This notebook is meant to be a quick demo of some of the main concepts of Bayesian statistics and some of the primary statistical methods that a Bayesian statistician uses.  The discussion follows Chapter 2 of Richard McElreath's book *Statistical Rethinking* 2nd Ed.

## Environment preliminaries

You will need many R packages to do Bayesian statistics.  Below are commands to install a `slim` version of the `rethinking` package that will work for the purposes of this demo but we will need to do some other work to do hardcore Bayesian stuff later.

The commands below are for a slim version of the `rethinking` package for your personal laptop or desktop computer.  It looks like the Colab `R` runtime comes with all dependencies out of the box but you will still need to install the `rethinking` package (the 2nd command below) before this notebook will run on Google Colab.  The good news is the installation only takes a couple of minutes to complete.  Note you will need to reinstall the `rethinking` package repeatedly for each runtime.

In [None]:
# This line will be required to install on a personal laptop
# install.packages(c("coda","mvtnorm","devtools","loo","dagitty"))

In [None]:
# need this one for Google Colab
devtools::install_github("rmcelreath/rethinking@slim")

## One-parameter problem

We are going to focus on a one parameter problem and look at several approaches to attack the problem.  In the real world you will have multiple parameters and your models will be more complicated but the techniques will be the same---just more extended.


**Parameter of interest:**
$$
p = \text{proportion of Earth covered by water}
$$

Our **random experiment** will be to toss a physical model Earth globe and see whether it hits the ground on an area of water (W) or land (L). The idea is that if Earth is covered by proportion $p$ of water then we would expect the globe to land on water approximately $p$ proportion of the time in the long run. If $\text{water}=\text{Success}$, let
$$
W = \#\text{ successes in $n$ trials}
$$
Then $W$ has what is called a *binomial distribution* which we denote by $W\sim\text{binom(size = $n$, prob = $p$)}$ with
$$
\Pr(W=w) = \binom{n}{w} p^{w}(1 - p)^{n-w},\ w=0,1,2,\ldots,n.
$$

The `R` command to evaluate the binomial distribution is:

`dbinom(w, size = n, prob = p)`



## Prior distributions and Bayes' Rule

We know there is some water on the Earth ($p > 0$) and we know that the polar icecaps haven't melted yet ($p < 1$), so that is, we know that $0 < p < 1$.  A valid prior is any probability distribution on $[0,1]$ or $(0,1)$ that reflects our personal beliefs regarding the value of $p$ before having observed any data.

--

Given problem a:
Quote the notebook passage between "## One-parameter problem" and "same---just more extended.", inclusive.

--

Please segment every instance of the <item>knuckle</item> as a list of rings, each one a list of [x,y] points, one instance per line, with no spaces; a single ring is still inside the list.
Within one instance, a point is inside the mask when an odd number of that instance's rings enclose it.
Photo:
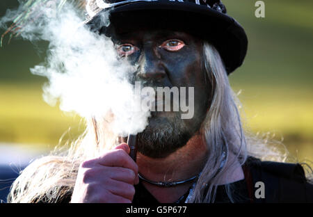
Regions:
[[[134,196],[134,195],[135,194],[135,191],[135,191],[135,187],[134,186],[132,186],[132,185],[130,185],[130,187],[129,188],[128,191],[129,192],[129,194],[131,196]]]
[[[127,172],[128,172],[128,176],[130,177],[130,178],[131,178],[131,179],[134,179],[135,178],[136,178],[136,174],[135,174],[135,172],[134,172],[132,170],[127,170]]]
[[[84,161],[81,163],[81,164],[79,165],[79,168],[90,168],[91,164],[93,163],[93,161],[94,161],[93,159]]]

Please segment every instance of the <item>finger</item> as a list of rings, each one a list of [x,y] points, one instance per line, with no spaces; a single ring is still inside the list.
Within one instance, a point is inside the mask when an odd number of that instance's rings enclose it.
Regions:
[[[125,143],[120,143],[120,145],[117,145],[114,149],[115,150],[122,149],[125,150],[127,154],[129,154],[130,151],[129,146]]]
[[[100,202],[104,203],[131,203],[132,200],[117,195],[109,191],[106,191],[106,196]]]
[[[115,168],[113,170],[110,172],[109,177],[112,179],[127,182],[133,185],[138,184],[137,181],[139,181],[138,173],[135,173],[133,170],[124,168]]]
[[[135,188],[132,184],[126,182],[111,179],[107,184],[106,190],[109,191],[113,194],[127,198],[130,200],[133,200],[135,194]]]

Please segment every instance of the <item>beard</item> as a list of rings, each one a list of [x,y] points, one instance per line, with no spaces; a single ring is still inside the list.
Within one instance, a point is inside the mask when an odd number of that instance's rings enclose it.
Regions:
[[[163,158],[185,145],[202,122],[188,124],[180,117],[179,112],[166,117],[152,113],[148,126],[137,135],[138,151],[149,157]]]

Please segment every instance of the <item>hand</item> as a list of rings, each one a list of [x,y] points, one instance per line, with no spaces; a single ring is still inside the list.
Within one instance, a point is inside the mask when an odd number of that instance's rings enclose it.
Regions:
[[[79,166],[71,202],[131,202],[139,182],[138,166],[122,143]]]

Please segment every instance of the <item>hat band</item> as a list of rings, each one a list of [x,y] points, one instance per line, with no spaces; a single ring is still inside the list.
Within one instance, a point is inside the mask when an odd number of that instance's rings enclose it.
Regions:
[[[96,0],[97,6],[102,9],[107,9],[115,6],[122,6],[129,3],[138,2],[138,1],[159,1],[159,0],[126,0],[122,1],[118,1],[114,3],[106,3],[104,0]],[[178,1],[178,2],[191,2],[195,3],[197,5],[207,6],[209,8],[214,9],[220,13],[225,13],[225,6],[221,2],[216,3],[211,7],[209,3],[207,3],[207,0],[168,0],[168,1]]]

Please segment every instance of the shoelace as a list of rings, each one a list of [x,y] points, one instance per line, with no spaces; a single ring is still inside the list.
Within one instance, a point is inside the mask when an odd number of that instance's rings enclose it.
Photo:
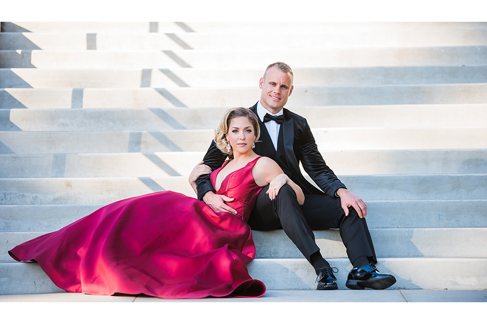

--

Given problem b:
Pull out every line of the rows that contains the string "item", treating uppercase and lowercase letters as different.

Right answer a:
## One-parameter problem

We are going to focus on a one parameter problem and look at several approaches to attack the problem.  In the real world you will have multiple parameters and your models will be more complicated but the techniques will be the same---just more extended.

Right answer b:
Please segment every instance of the <item>knuckle</item> as a list of rings, each one a list of [x,y] points, one instance per line, with no spaces; a single ring is still inside the list.
Please segment every instance of the <item>finger</item> as a list of rings, each one a list of [x,y] points, one instance per line, with no spaces; a single ring is still inside the list.
Please segment every instance of the <item>beard</item> as a list of rings, each one a list of [x,y] points, one instance per line, with no spaces; a single ring is still inside the list.
Please segment every instance of the <item>hand</item> as a list of rings, each one a list of [x,y] points, one instance per line, with no spaces; a single ring is still inside the list.
Please segment every instance of the <item>hat band</item> as a list of rings, each one a list of [x,y] points, one instance per line, with no spaces; a single ring is still inside the list.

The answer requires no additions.